## Work task
An exact transcription of the lines below, from the first through the one containing "positive clicks: (231, 239)", is the only output wanted.

(Segmentation mask data)
□ □ □

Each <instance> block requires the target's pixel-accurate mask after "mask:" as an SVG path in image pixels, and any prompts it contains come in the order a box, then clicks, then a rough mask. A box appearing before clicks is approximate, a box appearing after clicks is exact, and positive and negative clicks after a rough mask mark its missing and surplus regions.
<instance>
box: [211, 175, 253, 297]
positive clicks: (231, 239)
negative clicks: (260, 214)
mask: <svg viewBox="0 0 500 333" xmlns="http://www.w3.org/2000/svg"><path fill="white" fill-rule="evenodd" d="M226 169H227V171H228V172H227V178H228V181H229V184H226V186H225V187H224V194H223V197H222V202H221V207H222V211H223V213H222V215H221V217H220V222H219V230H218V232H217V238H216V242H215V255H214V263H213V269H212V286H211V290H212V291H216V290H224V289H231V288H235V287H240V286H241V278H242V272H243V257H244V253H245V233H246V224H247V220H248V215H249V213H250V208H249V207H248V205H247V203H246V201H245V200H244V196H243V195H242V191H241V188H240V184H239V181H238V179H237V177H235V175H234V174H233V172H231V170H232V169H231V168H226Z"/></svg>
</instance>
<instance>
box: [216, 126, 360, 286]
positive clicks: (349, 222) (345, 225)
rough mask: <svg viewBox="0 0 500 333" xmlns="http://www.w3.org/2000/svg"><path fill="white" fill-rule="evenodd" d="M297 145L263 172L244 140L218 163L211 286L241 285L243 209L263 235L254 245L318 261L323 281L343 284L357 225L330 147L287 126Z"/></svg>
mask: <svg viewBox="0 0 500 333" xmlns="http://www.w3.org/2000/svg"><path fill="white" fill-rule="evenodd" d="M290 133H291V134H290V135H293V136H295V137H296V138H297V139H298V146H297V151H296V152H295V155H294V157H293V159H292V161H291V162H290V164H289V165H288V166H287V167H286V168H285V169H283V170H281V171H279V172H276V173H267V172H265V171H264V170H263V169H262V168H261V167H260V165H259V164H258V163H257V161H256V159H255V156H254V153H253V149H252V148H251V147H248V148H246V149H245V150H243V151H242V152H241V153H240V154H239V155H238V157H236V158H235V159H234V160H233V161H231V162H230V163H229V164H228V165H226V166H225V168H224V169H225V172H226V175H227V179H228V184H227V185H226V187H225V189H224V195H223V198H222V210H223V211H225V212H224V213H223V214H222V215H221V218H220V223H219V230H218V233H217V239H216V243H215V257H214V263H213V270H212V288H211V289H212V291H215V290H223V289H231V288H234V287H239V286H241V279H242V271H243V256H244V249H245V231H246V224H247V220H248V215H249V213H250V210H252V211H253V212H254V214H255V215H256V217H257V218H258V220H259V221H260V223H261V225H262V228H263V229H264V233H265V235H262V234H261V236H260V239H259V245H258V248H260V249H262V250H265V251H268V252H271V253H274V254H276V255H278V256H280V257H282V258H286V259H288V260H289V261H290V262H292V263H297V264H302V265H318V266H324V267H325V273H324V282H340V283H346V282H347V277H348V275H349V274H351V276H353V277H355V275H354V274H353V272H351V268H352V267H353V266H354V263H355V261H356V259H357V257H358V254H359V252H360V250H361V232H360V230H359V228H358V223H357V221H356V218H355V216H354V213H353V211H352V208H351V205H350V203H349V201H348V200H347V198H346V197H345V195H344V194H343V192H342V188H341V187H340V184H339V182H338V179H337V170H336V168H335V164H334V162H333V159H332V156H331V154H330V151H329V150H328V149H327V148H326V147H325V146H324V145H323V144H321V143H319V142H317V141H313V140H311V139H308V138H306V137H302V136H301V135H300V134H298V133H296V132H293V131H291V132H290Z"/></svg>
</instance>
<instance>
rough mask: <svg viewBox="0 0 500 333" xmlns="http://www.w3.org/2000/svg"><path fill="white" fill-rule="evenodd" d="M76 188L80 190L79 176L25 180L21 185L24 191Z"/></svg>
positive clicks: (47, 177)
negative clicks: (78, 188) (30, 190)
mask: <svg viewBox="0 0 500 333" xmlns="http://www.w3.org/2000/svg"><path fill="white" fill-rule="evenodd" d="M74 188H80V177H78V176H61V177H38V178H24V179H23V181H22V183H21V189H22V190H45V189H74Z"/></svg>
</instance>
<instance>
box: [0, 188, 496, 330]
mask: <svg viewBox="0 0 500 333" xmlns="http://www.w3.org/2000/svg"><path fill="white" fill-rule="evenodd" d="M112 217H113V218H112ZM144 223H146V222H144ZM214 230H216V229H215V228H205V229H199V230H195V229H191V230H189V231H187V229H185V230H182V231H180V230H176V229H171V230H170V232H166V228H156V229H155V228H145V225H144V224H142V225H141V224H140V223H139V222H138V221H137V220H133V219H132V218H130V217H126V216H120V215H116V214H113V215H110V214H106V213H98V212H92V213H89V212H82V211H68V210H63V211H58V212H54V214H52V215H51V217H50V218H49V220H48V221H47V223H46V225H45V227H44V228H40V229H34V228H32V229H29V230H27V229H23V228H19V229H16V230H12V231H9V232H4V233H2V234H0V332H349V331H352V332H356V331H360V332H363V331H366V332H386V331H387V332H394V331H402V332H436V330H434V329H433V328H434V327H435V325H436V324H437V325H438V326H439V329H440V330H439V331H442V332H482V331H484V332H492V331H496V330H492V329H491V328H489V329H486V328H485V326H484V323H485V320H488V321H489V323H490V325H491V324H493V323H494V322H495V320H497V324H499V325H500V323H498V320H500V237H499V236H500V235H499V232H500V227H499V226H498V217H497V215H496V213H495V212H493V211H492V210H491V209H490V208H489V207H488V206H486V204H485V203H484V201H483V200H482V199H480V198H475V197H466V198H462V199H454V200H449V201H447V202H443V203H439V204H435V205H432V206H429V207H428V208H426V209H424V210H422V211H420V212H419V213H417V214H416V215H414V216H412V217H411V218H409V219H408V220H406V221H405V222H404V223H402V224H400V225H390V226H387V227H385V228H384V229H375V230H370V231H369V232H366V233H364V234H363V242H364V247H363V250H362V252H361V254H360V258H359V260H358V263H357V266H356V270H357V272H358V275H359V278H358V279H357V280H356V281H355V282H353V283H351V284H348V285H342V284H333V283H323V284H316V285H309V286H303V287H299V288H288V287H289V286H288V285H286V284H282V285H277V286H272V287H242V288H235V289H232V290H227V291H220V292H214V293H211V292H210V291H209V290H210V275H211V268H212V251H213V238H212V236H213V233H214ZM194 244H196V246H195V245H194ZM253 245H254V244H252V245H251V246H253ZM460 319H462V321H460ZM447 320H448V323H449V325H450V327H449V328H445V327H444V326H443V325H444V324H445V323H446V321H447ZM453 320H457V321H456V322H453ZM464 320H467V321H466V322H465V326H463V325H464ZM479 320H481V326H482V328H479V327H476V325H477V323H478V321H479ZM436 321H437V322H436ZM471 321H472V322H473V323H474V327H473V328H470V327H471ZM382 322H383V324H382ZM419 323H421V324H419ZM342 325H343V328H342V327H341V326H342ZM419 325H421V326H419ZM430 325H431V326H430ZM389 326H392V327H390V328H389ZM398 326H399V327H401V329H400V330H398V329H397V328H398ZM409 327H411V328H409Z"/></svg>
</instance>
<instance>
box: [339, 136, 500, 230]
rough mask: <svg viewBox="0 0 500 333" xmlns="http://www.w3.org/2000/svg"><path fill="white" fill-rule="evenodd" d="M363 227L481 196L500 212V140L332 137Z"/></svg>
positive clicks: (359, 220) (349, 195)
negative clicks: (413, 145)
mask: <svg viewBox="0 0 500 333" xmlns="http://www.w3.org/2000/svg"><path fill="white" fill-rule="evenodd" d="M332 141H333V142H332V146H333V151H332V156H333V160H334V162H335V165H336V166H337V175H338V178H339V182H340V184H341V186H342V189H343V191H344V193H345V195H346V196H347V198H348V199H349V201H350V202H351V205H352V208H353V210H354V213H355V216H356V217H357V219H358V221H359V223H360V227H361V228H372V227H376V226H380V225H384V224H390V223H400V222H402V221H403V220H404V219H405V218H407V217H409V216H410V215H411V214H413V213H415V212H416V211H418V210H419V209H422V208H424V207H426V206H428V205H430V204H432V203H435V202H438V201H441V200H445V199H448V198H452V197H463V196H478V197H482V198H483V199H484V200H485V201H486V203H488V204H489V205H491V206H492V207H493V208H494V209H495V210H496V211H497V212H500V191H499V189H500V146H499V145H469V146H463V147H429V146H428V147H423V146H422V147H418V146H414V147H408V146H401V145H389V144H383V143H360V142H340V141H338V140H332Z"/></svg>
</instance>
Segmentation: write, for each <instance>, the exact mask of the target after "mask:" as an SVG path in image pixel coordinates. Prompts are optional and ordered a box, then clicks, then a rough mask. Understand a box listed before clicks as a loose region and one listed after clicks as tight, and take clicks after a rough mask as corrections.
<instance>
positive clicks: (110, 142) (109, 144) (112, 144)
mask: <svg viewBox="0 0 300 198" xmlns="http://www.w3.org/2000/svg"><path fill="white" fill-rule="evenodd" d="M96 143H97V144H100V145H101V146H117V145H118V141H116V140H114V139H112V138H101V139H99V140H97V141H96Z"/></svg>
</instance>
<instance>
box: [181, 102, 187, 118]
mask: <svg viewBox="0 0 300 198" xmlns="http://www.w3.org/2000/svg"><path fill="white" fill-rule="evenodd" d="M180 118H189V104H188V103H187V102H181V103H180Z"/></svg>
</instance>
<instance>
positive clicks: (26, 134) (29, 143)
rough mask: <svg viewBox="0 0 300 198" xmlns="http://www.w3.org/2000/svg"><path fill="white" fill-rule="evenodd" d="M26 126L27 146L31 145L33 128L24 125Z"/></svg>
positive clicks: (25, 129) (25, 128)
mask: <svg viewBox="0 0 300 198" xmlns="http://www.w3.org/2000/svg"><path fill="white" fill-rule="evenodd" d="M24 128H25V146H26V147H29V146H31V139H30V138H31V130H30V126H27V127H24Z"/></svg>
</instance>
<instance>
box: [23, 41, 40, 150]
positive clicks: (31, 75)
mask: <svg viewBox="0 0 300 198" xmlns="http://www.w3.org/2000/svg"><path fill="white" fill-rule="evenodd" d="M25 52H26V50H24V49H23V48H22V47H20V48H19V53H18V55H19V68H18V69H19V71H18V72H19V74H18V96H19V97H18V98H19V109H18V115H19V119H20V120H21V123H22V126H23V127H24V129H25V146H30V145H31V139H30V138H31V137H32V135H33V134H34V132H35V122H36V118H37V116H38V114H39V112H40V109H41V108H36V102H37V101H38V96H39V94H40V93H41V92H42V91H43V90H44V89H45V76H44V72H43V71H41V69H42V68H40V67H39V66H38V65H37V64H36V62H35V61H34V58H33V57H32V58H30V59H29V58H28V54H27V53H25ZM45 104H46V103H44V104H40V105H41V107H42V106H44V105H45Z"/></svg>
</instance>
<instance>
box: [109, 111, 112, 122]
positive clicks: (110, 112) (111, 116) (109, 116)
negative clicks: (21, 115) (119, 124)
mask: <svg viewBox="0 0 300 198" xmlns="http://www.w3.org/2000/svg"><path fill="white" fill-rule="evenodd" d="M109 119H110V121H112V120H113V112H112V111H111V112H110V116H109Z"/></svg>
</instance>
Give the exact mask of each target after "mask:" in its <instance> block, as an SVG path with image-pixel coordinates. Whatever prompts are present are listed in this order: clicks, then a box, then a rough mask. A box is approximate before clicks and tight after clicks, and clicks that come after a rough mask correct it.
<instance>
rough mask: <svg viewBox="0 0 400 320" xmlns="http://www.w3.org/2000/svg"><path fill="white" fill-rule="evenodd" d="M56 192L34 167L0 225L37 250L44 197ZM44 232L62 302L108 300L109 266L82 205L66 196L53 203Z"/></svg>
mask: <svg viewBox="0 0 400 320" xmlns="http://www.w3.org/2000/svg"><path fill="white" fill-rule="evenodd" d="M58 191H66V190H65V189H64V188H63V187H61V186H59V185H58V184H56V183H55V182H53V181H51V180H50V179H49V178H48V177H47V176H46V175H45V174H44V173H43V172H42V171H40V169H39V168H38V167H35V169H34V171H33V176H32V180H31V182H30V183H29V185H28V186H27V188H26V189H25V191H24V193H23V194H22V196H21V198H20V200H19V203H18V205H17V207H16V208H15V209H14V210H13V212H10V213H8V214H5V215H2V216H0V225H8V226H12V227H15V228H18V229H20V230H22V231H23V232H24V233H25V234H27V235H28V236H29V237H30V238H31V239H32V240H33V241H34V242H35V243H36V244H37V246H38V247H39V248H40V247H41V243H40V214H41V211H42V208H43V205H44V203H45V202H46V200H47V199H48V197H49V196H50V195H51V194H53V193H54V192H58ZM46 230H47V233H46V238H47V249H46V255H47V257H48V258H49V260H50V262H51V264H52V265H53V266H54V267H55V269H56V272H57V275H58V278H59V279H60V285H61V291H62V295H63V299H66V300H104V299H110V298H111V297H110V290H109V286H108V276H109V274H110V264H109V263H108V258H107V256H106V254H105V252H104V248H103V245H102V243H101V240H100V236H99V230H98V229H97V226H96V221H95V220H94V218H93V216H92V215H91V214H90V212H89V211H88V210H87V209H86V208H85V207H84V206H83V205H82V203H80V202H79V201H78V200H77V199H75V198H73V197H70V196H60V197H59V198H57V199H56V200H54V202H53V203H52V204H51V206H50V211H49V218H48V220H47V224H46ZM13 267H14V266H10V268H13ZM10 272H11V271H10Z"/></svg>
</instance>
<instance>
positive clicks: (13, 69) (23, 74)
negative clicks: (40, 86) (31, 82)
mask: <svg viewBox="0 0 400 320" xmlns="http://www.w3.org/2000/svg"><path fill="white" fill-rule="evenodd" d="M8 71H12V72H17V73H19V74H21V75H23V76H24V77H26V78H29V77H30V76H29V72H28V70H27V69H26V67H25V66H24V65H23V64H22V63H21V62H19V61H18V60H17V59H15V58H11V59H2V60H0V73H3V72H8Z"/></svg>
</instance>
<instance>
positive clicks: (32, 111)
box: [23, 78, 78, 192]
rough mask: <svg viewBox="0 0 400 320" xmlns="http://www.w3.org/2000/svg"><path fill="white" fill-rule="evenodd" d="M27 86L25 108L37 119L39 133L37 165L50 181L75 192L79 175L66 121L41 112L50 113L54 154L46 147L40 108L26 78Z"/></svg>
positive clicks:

□ □ □

## Solution to the exercise
Each <instance> block requires the target's pixel-accurate mask after "mask:" as an SVG path in image pixels, and any prompts it contains come in the order a box, then clicks, then a rough mask. A box appearing before clicks is approximate, a box appearing after clicks is exact, and positive and negative clicks after a rough mask mark its missing and surplus regions.
<instance>
box: [211, 175, 253, 297]
positive clicks: (231, 239)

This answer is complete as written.